• **SET EXERCISE 1**
Reproduce, word for word, the lines in the records below, from the line containing "Target: wood plank surface" through the line containing "xmin=111 ymin=0 xmax=574 ymax=301".

Small town, enormous town

I remember it like it was yesterday.  It was a grey, drizzly Saturday about 1984 or 85 in Goodman's Cafe on Main Street in Blountstown, FL.  I had a bowl of chili and a grilled cheese sandwich.  We only went to town once a month.We had to pay someone to take us to town grocery shopping when my Grandmother's social security and the teacher's retirement check came in.  We always had lunch at one of the few restaurants in town.  I always loved the Burger Shake.  The Green's then the Donaldson's ran a great place.  We lived out near Sam Adkins Park.  I remember when they built it.

We banked at Ellis Bank, later NCNB Bank, my Grandmother refused to call it anything but Ellis Bank.  Mrs. Peacock was my Grandmother's favorite teller at one point, I'm not sure if she moved to the credit union or not when that came to town.  Things got a bit hazy there for a while.  I know we used to shop at Hagler's IGA and Evelyn Donaldson was my Grandmother's favorite cashier.  Then they opened the Piggly Wiggly in the lot adjoining Corbin's hardware store.  We started shopping there because "Aunt Margie" worked in the deli.  They had amazing potato wedges.

• **MATERIAL SUPPLIED**
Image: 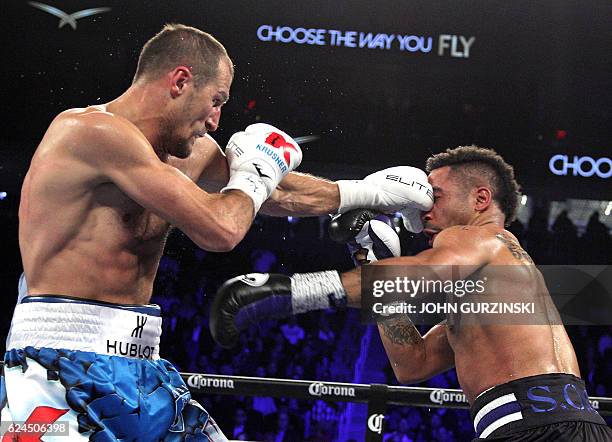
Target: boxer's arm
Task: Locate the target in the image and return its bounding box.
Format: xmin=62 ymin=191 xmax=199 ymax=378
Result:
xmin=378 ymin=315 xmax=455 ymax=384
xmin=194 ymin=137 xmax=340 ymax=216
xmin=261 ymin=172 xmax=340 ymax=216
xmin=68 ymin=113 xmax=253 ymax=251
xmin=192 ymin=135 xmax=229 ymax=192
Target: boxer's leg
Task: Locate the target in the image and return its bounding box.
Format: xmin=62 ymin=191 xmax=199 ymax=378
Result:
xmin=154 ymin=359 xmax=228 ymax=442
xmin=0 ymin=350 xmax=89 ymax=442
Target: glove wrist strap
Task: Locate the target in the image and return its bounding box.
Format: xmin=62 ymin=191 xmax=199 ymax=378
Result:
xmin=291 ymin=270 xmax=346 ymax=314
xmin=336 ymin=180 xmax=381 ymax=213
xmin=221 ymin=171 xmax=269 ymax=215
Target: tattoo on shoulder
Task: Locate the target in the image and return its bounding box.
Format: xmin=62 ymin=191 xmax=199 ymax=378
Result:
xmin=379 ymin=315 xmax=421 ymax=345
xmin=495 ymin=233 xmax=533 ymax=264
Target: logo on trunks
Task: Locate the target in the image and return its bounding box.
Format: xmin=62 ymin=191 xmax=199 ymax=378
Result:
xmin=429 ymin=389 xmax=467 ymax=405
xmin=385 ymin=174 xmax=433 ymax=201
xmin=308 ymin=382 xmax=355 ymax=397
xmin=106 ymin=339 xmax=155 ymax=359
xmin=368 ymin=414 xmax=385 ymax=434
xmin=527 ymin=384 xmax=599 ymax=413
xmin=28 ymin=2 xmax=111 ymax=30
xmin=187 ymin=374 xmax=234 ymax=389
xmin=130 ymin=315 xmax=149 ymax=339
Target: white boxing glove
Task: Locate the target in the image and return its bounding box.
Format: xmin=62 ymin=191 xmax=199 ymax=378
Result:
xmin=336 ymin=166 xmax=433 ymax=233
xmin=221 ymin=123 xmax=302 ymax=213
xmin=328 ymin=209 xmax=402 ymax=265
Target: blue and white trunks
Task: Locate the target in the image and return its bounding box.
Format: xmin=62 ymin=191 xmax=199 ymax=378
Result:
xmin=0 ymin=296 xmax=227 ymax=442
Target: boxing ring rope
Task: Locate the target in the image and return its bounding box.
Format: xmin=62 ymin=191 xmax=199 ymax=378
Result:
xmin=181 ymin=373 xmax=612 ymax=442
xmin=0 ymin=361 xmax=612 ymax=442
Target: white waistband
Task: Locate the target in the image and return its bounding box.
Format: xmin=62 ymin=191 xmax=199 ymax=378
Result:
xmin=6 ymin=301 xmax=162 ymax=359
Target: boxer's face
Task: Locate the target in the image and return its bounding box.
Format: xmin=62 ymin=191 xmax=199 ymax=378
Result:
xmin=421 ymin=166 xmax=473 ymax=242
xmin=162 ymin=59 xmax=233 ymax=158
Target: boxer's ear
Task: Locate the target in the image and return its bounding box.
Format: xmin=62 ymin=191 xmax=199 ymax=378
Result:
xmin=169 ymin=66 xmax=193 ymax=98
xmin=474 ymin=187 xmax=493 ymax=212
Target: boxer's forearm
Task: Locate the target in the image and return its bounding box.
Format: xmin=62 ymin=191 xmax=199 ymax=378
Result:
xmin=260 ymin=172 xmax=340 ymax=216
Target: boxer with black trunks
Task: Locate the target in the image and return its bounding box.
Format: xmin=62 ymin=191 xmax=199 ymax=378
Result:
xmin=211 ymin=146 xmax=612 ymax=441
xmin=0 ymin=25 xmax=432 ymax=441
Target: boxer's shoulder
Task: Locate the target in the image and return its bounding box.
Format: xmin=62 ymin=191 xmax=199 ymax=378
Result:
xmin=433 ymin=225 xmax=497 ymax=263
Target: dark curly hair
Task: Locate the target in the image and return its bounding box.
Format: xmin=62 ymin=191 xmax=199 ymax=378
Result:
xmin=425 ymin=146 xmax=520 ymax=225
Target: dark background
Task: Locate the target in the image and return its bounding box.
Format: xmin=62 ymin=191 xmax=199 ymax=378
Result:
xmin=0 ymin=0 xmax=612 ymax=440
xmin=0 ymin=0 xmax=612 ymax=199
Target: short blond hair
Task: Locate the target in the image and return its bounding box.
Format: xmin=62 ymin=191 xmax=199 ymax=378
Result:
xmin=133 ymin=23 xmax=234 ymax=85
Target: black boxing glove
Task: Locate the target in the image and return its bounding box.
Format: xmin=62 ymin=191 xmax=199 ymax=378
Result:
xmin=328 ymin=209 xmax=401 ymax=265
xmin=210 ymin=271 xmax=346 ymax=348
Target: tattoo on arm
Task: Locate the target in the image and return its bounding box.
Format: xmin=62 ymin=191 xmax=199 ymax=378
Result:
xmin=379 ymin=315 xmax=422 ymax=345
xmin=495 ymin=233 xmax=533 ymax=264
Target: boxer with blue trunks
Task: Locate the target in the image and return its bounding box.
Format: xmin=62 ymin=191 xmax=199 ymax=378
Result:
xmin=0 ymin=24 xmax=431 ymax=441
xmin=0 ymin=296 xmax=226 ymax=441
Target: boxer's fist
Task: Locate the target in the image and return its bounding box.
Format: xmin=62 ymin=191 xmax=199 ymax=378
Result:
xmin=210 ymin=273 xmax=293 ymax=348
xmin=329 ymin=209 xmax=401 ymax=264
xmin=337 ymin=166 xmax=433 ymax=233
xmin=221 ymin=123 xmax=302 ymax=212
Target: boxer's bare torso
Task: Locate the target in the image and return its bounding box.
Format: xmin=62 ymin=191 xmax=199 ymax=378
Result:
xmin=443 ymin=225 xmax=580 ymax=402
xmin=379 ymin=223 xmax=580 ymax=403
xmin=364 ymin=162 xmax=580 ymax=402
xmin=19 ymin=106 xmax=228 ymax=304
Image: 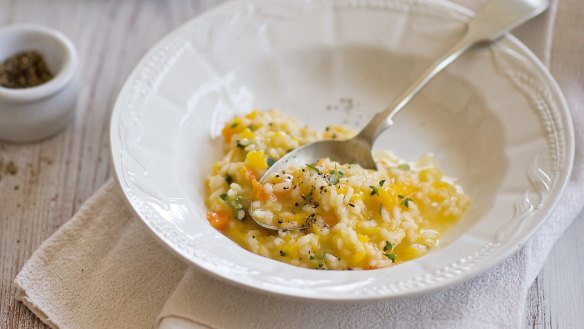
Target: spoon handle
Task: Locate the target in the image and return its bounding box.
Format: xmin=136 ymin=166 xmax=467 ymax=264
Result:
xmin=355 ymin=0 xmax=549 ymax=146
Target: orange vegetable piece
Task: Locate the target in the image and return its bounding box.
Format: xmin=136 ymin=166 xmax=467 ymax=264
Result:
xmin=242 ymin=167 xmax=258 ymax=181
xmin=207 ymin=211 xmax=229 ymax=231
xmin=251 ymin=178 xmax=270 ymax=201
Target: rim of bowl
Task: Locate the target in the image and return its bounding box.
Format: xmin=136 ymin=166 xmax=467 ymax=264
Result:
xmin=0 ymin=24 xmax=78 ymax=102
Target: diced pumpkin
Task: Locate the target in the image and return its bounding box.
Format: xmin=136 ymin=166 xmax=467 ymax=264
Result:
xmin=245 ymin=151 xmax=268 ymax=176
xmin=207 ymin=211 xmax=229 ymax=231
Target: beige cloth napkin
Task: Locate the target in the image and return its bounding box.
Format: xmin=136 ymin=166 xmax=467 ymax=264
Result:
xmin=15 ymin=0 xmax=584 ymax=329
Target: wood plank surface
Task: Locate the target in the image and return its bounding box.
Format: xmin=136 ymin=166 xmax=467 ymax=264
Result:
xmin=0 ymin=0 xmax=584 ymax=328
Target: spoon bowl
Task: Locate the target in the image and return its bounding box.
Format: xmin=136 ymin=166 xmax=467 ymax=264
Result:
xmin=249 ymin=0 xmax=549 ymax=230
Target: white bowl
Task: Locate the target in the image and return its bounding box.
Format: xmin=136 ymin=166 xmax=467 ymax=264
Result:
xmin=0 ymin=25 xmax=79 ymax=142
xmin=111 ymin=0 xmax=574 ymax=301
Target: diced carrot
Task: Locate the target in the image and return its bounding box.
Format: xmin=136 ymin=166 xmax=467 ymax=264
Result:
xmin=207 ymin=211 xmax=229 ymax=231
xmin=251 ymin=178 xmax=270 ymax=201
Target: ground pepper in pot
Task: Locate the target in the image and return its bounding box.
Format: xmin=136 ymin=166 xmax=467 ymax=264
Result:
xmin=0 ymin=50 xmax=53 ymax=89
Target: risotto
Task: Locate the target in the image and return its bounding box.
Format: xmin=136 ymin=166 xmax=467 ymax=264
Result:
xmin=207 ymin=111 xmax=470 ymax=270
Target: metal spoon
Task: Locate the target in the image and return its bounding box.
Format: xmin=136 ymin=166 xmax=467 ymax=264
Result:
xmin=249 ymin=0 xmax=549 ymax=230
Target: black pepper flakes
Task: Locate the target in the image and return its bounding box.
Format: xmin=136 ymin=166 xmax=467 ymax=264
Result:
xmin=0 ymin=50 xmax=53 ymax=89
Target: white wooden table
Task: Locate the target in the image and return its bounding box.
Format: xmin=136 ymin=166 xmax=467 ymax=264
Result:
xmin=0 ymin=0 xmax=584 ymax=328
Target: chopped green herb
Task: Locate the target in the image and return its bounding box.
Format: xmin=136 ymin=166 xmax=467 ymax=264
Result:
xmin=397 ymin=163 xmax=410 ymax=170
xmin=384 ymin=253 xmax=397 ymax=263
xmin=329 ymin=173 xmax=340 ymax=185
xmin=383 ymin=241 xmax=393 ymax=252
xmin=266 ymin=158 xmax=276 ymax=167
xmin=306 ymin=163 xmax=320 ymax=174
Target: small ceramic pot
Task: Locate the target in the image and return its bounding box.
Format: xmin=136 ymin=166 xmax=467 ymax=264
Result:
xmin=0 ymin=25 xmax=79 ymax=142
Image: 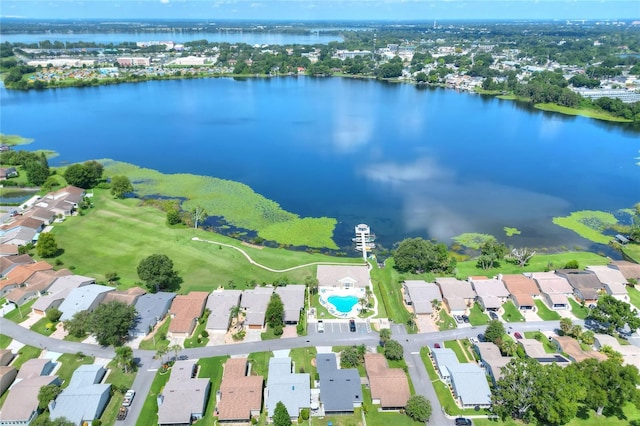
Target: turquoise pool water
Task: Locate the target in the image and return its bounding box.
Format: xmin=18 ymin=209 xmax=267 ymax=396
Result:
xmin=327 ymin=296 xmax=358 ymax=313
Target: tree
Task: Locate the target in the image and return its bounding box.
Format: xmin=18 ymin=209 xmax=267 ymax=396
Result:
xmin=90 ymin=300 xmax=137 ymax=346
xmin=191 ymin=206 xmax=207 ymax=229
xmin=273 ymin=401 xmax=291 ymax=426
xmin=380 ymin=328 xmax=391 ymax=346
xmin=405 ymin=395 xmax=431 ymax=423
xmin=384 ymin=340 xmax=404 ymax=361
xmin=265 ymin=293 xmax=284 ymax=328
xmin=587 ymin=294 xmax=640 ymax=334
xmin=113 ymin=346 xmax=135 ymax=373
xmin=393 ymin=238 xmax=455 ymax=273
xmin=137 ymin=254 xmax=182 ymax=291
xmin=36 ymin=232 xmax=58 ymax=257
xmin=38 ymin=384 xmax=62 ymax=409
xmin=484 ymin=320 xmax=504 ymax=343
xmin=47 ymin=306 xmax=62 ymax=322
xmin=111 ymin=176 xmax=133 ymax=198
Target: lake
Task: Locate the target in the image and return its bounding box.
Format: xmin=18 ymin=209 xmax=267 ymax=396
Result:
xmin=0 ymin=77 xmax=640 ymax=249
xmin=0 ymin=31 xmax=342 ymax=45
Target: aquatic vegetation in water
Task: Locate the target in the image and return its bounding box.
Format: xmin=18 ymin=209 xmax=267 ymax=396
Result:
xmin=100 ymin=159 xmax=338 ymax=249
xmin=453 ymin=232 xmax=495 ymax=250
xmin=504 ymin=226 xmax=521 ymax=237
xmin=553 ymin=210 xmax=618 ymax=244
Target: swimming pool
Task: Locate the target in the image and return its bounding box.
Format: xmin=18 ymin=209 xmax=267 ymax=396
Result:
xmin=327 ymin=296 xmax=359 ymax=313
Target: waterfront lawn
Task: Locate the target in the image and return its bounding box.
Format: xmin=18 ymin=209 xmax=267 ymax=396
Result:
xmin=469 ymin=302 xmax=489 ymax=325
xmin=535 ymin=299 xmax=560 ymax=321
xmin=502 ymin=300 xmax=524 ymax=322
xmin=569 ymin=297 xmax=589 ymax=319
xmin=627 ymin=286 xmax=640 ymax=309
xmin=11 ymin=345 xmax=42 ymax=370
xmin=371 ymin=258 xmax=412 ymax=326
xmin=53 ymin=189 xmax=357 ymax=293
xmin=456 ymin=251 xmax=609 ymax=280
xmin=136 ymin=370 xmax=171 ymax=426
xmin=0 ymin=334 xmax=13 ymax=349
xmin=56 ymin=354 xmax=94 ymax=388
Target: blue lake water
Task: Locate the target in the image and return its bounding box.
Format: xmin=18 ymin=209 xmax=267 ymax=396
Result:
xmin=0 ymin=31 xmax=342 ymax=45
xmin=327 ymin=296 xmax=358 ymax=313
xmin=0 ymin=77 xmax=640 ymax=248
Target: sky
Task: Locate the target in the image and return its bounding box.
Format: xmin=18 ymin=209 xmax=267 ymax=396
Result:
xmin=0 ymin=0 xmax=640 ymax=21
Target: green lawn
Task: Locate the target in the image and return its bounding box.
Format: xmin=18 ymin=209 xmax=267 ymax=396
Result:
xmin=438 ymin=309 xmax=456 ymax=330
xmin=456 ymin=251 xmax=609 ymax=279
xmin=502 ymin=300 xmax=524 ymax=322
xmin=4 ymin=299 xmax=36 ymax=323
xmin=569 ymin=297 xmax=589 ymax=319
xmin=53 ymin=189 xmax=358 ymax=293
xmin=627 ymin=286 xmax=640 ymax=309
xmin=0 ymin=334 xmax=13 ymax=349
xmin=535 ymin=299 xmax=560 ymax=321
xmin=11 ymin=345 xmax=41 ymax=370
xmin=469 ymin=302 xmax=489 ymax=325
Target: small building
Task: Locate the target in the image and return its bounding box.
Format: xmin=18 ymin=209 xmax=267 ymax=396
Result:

• **SET EXERCISE 2**
Continue the recollection of small-town life in Blountstown from the point where it stops.

• **FINAL ANSWER 1**
Target: wood plank surface
Task: Locate the target in the image and return its bounding box.
Format: xmin=136 ymin=166 xmax=467 ymax=264
Result:
xmin=0 ymin=0 xmax=584 ymax=328
Target: spoon bowl
Task: Locate the target in the image and return its bounding box.
Format: xmin=136 ymin=166 xmax=467 ymax=264
Result:
xmin=249 ymin=0 xmax=549 ymax=230
Target: white bowl
Task: Locate the target in the image and return its bounding box.
Format: xmin=136 ymin=166 xmax=467 ymax=264
Result:
xmin=0 ymin=25 xmax=79 ymax=142
xmin=111 ymin=0 xmax=574 ymax=301

• **FINAL ANSWER 2**
One thing I was absolutely certain of was that I would live in Blountstown, FL.  I would teach in Blountstown when I grew up despite the fact the teachers seemed to think I wasn't very bright.  I knew I would graduate with the BHS class of 1988, I would go to FSU or Emmanuel College.  I just knew I would return to live the rest of my life near the family and friends I had in Blountstown.  I was not one of the popular kids, I didn't have a lot of family.  I had family by marriage and a few really good friends I wanted to be near always.

It's amazing what you can convince yourself of when you are too young and naive to see another way.  I didn't graduate with the class of 1988 in Blountstown, but with another class of 1988 in Chicago, IL.  I did not go to either FSU or Emmanuel.  I went to 3 different schools but finished exactly none of them because life kept getting in the way.  I never returned to Blountstown aside from 3-5 brief visits.

I did learn as I ventured away with my Mom in 1985, that strange November day that there was a huge world and I was on the edge of it.  I learned when I got to Chicago that I was far from stupid, or dimwitted, I was placed in honors classes and did fairly well in them.  I also learned that I had a very high level of social anxiety, I hid it behind a joker's mask of smiles and laughter.  My shell was beginning to crack.  I was emerging.  The person I tucked away in that shell all those years ago had continued to grow, she just looked very different  than the one I'd envisioned and the one I'd been forced to pretend to be.  In truth the cracks started appearing before I left Blountstown.  I was beginning to grow up and actually voice my opinion, no matter how ignorant it was perceived to be, how ill advised, unpopular, humorless or humorous.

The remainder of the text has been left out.